● What to work on:
Recast the rows below, from the line holding "pin: the child sliding" through the last line of the rows, inclusive, as a numbered list, leaving out any blank lines.

● Material for this exercise:
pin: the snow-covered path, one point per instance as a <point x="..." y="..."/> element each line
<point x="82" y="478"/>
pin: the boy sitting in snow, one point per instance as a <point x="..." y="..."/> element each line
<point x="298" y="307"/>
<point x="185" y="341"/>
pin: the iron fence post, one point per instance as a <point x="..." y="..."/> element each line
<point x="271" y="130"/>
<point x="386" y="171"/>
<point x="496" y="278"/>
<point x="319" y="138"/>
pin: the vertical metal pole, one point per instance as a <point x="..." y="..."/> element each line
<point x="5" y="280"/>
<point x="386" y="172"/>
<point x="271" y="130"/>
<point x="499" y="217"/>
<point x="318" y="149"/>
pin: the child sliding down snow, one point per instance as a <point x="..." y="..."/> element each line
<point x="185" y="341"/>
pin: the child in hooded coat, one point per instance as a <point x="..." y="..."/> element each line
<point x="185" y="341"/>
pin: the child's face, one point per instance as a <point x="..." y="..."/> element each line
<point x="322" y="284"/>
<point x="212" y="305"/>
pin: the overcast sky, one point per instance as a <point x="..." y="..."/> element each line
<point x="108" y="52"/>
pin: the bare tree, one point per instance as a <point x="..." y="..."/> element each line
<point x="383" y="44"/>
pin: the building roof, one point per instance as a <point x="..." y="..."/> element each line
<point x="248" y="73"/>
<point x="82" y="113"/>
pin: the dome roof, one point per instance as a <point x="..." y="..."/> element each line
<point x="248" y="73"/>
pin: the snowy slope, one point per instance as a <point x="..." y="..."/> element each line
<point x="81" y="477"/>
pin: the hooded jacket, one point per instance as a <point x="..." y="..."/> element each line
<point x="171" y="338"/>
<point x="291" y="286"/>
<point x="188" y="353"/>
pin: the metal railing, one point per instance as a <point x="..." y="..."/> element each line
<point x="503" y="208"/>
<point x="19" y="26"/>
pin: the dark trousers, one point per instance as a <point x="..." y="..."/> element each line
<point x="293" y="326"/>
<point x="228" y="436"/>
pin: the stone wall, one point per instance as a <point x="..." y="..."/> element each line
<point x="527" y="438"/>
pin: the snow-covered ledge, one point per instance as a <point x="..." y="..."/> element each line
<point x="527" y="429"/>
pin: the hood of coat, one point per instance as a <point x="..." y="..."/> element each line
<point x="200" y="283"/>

● The response:
1. pin: the child sliding down snow, one point per instance as a <point x="..." y="..."/> element each line
2. <point x="185" y="341"/>
3. pin: the child in hooded coat, one point per instance as a <point x="..." y="..."/> element each line
4. <point x="185" y="341"/>
5. pin: the child's face, one point per instance as a <point x="..." y="..."/> element each line
6. <point x="322" y="284"/>
7. <point x="212" y="305"/>
8. pin: the overcast sky, one point per instance as a <point x="..." y="..."/> element each line
9. <point x="108" y="52"/>
10. pin: the bare tree, one point per instance as a <point x="..." y="..."/> element each line
11. <point x="383" y="44"/>
12. pin: the building roof, one point per instance as a <point x="..." y="..."/> element each line
13. <point x="248" y="73"/>
14. <point x="82" y="113"/>
15. pin: the dome roof, one point per instance as a <point x="..." y="..."/> element each line
16. <point x="248" y="73"/>
17. pin: the snowy slope, one point per instance as a <point x="..." y="..."/> element each line
18. <point x="81" y="477"/>
19. pin: the hooded jacket, one point per instance as a <point x="..." y="..."/> element each line
20. <point x="171" y="338"/>
21. <point x="291" y="286"/>
22. <point x="188" y="353"/>
23. pin: the metal railing, one point per instance as a <point x="..." y="..."/> element each line
24. <point x="503" y="208"/>
25. <point x="19" y="26"/>
26. pin: the dark trousers, one point per instance as a <point x="..." y="..."/> element each line
27. <point x="293" y="326"/>
28. <point x="228" y="436"/>
29. pin: the stone wall, one point per instance as a <point x="..." y="..."/> element each line
30. <point x="527" y="438"/>
31. pin: the snow-covered ledge, one point per instance as a <point x="..." y="..."/> element each line
32. <point x="527" y="429"/>
33. pin: the hood of coat, one point per instance as a <point x="..." y="..."/> element each line
34. <point x="200" y="283"/>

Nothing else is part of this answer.